--- start of Supplied passage ---

Friday, January 6, 2012

Movie 11 Star Trek

Rating: 4. Exciting, watchable. Great special effects, fabulous acting, great editing, but nothing to chew on. No exploration of scientific or social issues. It also violates the laws of logic, physics, physiology, and of the Star Trek universe.

Star Trek Movie (Star Trek XI)

This is not your Grandfather's Star Trek (TOS) (Or you Grandmother's). It's not your father's Star Trek (TNG, DS9, Voyager, Enterprise). Nope. This is your Grandfather's Star Wars with Trek characters.

Doubt it? Check this out:

In anticipation of Star Trek Into Darkness, the following "honest trailer" was released about this film: (4:13)

Any similarity with the Physics of the real universe or the Star Trek universe is purely coincidental. May the force be with you, Captain James T. Skywalker. Oh, and I guess those star ships came from the Babylon 5 set.

--- end of Supplied passage ---
--- start of Supplied entries ---

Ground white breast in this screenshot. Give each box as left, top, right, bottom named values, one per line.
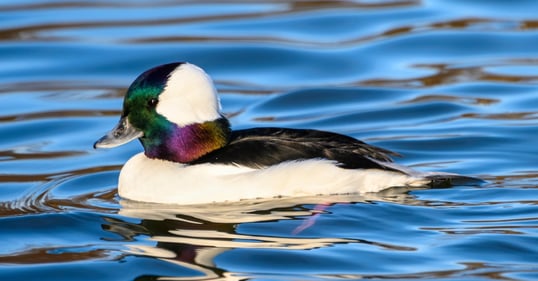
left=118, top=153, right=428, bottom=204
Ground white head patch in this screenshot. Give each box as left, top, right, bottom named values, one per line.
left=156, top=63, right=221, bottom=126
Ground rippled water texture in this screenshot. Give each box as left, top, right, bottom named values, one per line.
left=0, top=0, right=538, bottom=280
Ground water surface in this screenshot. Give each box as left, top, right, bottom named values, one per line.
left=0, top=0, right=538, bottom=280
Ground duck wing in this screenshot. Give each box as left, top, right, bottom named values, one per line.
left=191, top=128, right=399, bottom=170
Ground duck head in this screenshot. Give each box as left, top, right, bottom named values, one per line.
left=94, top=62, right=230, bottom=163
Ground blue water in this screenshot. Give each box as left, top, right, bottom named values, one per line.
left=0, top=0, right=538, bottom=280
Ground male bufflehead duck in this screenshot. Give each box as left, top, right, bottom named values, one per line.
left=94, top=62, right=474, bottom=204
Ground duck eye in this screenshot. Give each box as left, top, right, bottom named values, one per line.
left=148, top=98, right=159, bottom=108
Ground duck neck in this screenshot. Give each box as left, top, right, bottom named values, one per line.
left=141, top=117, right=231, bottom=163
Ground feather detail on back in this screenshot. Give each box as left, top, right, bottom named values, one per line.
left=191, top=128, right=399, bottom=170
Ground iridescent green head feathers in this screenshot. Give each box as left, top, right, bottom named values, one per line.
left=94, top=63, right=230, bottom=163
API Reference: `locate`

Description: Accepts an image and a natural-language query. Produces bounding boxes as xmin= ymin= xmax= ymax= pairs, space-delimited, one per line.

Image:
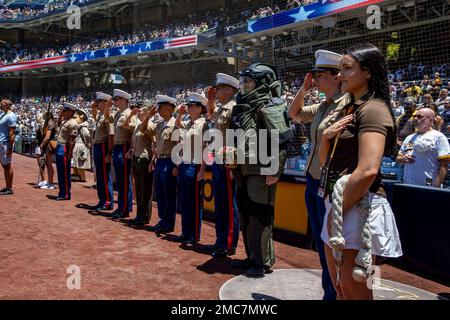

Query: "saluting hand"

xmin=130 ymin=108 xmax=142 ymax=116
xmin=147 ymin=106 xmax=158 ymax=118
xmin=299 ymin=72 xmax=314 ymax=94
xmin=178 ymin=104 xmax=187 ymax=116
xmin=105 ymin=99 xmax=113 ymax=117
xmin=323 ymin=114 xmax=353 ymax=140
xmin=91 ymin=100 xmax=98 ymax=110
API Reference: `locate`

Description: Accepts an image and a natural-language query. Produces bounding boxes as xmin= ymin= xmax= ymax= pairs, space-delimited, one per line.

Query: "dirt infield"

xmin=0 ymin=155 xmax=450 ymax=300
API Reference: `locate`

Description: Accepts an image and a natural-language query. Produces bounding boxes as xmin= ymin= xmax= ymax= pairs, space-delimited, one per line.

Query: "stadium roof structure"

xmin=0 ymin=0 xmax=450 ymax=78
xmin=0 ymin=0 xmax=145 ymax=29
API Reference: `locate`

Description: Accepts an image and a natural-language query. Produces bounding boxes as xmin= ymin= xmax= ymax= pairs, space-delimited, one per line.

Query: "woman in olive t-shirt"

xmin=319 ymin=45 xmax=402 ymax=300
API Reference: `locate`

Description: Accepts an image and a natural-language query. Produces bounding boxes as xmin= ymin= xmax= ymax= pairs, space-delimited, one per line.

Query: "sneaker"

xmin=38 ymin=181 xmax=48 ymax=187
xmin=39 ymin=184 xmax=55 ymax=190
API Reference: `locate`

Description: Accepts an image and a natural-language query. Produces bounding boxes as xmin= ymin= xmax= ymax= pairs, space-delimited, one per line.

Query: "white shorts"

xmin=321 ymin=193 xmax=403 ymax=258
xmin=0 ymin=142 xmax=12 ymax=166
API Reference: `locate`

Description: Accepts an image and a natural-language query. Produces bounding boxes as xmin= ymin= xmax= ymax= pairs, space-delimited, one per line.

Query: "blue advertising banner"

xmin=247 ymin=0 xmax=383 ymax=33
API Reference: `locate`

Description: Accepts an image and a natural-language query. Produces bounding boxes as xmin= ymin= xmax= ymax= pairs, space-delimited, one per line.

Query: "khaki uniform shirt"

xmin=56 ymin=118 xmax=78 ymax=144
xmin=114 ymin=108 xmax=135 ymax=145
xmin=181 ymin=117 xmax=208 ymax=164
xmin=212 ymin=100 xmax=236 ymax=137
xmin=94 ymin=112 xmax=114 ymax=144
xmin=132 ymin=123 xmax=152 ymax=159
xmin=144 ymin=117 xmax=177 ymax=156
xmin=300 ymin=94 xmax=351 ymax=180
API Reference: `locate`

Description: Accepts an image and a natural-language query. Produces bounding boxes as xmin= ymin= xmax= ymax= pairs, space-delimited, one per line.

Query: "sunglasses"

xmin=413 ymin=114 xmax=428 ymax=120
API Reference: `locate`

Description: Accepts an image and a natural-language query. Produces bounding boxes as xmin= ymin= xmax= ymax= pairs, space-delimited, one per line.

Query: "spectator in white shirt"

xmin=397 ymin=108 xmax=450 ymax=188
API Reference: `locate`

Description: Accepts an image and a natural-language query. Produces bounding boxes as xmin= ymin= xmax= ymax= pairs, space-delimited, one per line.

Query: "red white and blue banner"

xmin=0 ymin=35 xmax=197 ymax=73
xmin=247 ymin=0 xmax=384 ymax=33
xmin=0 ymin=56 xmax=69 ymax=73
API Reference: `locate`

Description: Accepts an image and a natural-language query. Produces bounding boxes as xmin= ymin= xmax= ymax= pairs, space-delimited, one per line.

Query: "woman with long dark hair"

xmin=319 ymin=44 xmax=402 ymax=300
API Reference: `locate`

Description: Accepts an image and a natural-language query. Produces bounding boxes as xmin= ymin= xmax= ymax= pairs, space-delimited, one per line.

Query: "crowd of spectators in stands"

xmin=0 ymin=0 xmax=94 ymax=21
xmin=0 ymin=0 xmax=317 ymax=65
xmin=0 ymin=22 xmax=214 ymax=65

--- end of Supplied entries ---

Work to complete
[a] Answer these questions about the Star Trek review:
(i) What rating does the review give the film?
(ii) According to the review, what is the film instead of your father's Star Trek?
(iii) How long is the "honest trailer" mentioned in the review?
[b] Return everything in the Star Trek review from "Rating: 4. Exciting, watchable." down to "Babylon 5 set.".
[c] Summarize the Star Trek review in two sentences.

Solution set
[a]
(i) 4
(ii) Your Grandfather's Star Wars with Trek characters
(iii) 4:13

[b]
Rating: 4. Exciting, watchable. Great special effects, fabulous acting, great editing, but nothing to chew on. No exploration of scientific or social issues. It also violates the laws of logic, physics, physiology, and of the Star Trek universe.

Star Trek Movie (Star Trek XI)

This is not your Grandfather's Star Trek (TOS) (Or you Grandmother's). It's not your father's Star Trek (TNG, DS9, Voyager, Enterprise). Nope. This is your Grandfather's Star Wars with Trek characters.

Doubt it? Check this out:

In anticipation of Star Trek Into Darkness, the following "honest trailer" was released about this film: (4:13)

Any similarity with the Physics of the real universe or the Star Trek universe is purely coincidental. May the force be with you, Captain James T. Skywalker. Oh, and I guess those star ships came from the Babylon 5 set.

[c] The Star Trek review rates the film a 4, calling it exciting and watchable with great special effects, acting, and editing, but says it offers nothing to chew on and violates the laws of logic, physics, physiology, and the Star Trek universe. It describes the film as your Grandfather's Star Wars with Trek characters and cites an "honest trailer" released in anticipation of Star Trek Into Darkness.